Que ce fut difficile de venir à bout de cette biographie, pourtant
réputée, d’un auteur pour qui j’ai beaucoup d’affection, sur une personne qui
ne m’inspire pas, de prime abord, de révulsion particulière.
Je pense sincèrement (j’espère) que la traduction a joué (même si la
collection des Cahiers Rouges, de Grasset, nous a habitués à des traductions de
qualité), mais le style ampoulé au possible, surtout en milieu d’ouvrage, d’une
niaiserie grandiloquente rarement égalée, m’a ennuyée au plus haut point.
Je ne reviendrai pas sur l’histoire, s’agissant d’une biographie
historique, n’importe quel dictionnaire saura vous renseigner. Sur ce point,
l’ouvrage est complet, documenté jusqu’à la moindre anecdote (notamment la
touchante fidélité du petit terrier de Marie Stuart réfugié sous ses jupes lors
de son exécution, recouvert de son sang et qui défend le cadavre de sa
maîtresse).

### Consigne 1
Reprenez mot pour mot le passage de la critique de la biographie de Marie Stuart, de « Que ce fut difficile » à « maîtresse). ».

### Extraits d'un jeu de données sur le pointage d'objets
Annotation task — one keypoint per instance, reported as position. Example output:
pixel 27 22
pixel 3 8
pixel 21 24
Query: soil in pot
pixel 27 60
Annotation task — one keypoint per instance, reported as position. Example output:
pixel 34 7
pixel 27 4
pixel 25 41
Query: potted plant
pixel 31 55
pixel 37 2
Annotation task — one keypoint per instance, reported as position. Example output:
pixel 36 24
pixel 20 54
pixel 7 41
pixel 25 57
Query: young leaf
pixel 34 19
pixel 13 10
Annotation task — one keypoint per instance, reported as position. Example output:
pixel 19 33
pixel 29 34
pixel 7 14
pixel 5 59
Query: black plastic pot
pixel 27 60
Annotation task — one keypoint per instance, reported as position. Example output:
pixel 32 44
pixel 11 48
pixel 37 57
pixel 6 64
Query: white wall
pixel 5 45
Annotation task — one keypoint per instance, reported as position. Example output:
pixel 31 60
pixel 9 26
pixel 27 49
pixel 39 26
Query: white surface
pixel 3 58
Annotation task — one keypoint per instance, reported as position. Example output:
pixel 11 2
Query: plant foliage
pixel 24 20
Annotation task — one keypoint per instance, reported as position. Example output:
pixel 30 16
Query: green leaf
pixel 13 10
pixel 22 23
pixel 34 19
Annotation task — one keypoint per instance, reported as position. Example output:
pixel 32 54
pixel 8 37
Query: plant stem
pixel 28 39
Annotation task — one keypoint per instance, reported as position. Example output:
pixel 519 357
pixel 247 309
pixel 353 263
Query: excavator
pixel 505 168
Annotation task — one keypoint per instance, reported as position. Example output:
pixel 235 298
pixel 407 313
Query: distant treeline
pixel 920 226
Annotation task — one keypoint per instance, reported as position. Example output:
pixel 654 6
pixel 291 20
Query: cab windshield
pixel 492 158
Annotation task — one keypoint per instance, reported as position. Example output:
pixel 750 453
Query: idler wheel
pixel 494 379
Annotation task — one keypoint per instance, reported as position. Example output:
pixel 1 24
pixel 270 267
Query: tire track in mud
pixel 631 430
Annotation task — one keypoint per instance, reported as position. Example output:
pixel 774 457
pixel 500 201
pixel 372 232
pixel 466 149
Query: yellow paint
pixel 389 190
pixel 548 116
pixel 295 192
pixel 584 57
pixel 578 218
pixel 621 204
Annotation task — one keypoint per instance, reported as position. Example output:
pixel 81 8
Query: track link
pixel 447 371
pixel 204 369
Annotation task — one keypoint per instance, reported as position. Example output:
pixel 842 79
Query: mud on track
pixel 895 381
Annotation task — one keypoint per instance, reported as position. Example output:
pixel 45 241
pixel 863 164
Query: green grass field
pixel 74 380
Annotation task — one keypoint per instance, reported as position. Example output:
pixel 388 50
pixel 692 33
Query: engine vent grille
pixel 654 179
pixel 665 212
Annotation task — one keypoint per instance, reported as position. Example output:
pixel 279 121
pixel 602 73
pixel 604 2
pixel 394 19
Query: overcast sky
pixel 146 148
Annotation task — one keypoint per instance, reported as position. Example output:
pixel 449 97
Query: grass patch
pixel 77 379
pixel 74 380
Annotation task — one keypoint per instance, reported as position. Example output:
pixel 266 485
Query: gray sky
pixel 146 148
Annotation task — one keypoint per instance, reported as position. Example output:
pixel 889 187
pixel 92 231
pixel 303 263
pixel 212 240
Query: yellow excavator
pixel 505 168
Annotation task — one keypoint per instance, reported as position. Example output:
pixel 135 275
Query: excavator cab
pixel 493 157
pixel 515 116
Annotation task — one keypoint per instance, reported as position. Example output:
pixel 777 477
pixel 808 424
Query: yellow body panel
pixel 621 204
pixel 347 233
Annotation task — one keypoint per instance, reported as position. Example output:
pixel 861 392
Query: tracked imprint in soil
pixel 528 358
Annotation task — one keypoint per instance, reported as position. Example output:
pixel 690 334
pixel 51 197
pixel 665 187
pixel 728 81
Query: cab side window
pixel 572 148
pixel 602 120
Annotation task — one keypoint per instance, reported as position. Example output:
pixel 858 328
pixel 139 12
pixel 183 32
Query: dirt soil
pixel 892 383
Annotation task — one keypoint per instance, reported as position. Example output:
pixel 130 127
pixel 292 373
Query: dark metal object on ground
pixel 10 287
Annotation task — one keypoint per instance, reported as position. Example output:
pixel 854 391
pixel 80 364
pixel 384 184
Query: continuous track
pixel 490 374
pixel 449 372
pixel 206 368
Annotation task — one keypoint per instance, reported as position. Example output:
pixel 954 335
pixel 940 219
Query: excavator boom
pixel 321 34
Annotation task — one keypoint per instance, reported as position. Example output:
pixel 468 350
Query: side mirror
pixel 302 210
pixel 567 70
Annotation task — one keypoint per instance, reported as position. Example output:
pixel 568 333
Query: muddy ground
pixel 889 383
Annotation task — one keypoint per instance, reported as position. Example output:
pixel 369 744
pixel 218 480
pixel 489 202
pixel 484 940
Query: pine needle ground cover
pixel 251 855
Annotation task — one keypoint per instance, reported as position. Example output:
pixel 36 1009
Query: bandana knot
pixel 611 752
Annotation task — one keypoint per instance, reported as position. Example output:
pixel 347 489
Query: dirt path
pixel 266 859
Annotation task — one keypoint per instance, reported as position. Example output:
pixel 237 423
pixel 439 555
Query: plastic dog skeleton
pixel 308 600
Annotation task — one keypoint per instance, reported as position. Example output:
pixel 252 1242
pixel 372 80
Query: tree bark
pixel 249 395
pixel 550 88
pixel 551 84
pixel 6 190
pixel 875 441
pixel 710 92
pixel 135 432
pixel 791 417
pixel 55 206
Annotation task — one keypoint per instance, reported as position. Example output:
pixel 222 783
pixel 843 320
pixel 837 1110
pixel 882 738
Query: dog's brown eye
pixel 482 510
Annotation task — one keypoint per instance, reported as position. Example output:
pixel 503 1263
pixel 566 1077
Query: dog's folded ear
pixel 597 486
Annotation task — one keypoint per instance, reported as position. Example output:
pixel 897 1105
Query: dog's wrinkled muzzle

### Consigne 2
Disposez en tableau Markdown les lignes de la liste, du début de la liste jusqu'à la ligne contenant « pixel 24 20 » incluse, sans les lignes vides. Utilisez deux colonnes : « Numéro » pour le rang de chaque ligne et « Ligne de la liste » pour son texte.

### Réponse complète 1
Que ce fut difficile de venir à bout de cette biographie, pourtant
réputée, d’un auteur pour qui j’ai beaucoup d’affection, sur une personne qui
ne m’inspire pas, de prime abord, de révulsion particulière.
Je pense sincèrement (j’espère) que la traduction a joué (même si la
collection des Cahiers Rouges, de Grasset, nous a habitués à des traductions de
qualité), mais le style ampoulé au possible, surtout en milieu d’ouvrage, d’une
niaiserie grandiloquente rarement égalée, m’a ennuyée au plus haut point.
Je ne reviendrai pas sur l’histoire, s’agissant d’une biographie
historique, n’importe quel dictionnaire saura vous renseigner. Sur ce point,
l’ouvrage est complet, documenté jusqu’à la moindre anecdote (notamment la
touchante fidélité du petit terrier de Marie Stuart réfugié sous ses jupes lors
de son exécution, recouvert de son sang et qui défend le cadavre de sa
maîtresse).

### Réponse complète 2
| Numéro | Ligne de la liste |
|---|---|
| 1 | Annotation task — one keypoint per instance, reported as position. Example output: |
| 2 | pixel 27 22 |
| 3 | pixel 3 8 |
| 4 | pixel 21 24 |
| 5 | Query: soil in pot |
| 6 | pixel 27 60 |
| 7 | Annotation task — one keypoint per instance, reported as position. Example output: |
| 8 | pixel 34 7 |
| 9 | pixel 27 4 |
| 10 | pixel 25 41 |
| 11 | Query: potted plant |
| 12 | pixel 31 55 |
| 13 | pixel 37 2 |
| 14 | Annotation task — one keypoint per instance, reported as position. Example output: |
| 15 | pixel 36 24 |
| 16 | pixel 20 54 |
| 17 | pixel 7 41 |
| 18 | pixel 25 57 |
| 19 | Query: young leaf |
| 20 | pixel 34 19 |
| 21 | pixel 13 10 |
| 22 | Annotation task — one keypoint per instance, reported as position. Example output: |
| 23 | pixel 19 33 |
| 24 | pixel 29 34 |
| 25 | pixel 7 14 |
| 26 | pixel 5 59 |
| 27 | Query: black plastic pot |
| 28 | pixel 27 60 |
| 29 | Annotation task — one keypoint per instance, reported as position. Example output: |
| 30 | pixel 32 44 |
| 31 | pixel 11 48 |
| 32 | pixel 37 57 |
| 33 | pixel 6 64 |
| 34 | Query: white wall |
| 35 | pixel 5 45 |
| 36 | Annotation task — one keypoint per instance, reported as position. Example output: |
| 37 | pixel 31 60 |
| 38 | pixel 9 26 |
| 39 | pixel 27 49 |
| 40 | pixel 39 26 |
| 41 | Query: white surface |
| 42 | pixel 3 58 |
| 43 | Annotation task — one keypoint per instance, reported as position. Example output: |
| 44 | pixel 11 2 |
| 45 | Query: plant foliage |
| 46 | pixel 24 20 |